→ **Assignment**: Return every line below exactly, leaving nothing out.

Dataset entries:
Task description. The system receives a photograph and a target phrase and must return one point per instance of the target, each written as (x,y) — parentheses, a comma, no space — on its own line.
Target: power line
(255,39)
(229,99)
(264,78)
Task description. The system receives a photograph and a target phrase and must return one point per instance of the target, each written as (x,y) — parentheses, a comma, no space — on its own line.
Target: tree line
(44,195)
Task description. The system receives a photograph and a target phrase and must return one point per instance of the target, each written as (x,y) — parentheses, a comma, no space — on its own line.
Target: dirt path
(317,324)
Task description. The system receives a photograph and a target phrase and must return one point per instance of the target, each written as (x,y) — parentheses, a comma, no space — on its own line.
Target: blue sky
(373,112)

→ **Result of this task**:
Task description. The system receives a photograph and a target phrase and must return one point per instance of the target, each written as (x,y) — parentheses, a comma, no space — on its own line.
Target: power line
(255,39)
(229,99)
(264,78)
Task description. The system receives a photograph and a target phrase and must return one point per instance of the target, each written as (x,y) — parentheses, a comma, no space — on its own line.
Target: tree line
(44,195)
Task description. The system receives a photograph and a target phrase and must return one point per instance of the target, each written as (x,y) — parentheses, a comma, no space — on its own line.
Target: dirt path
(317,324)
Task description. The system receives a photograph and a target phrase and must return one point per instance of the target, each written as (x,y) — parentheses, a comma, no space — on its own line.
Target: blue sky
(373,112)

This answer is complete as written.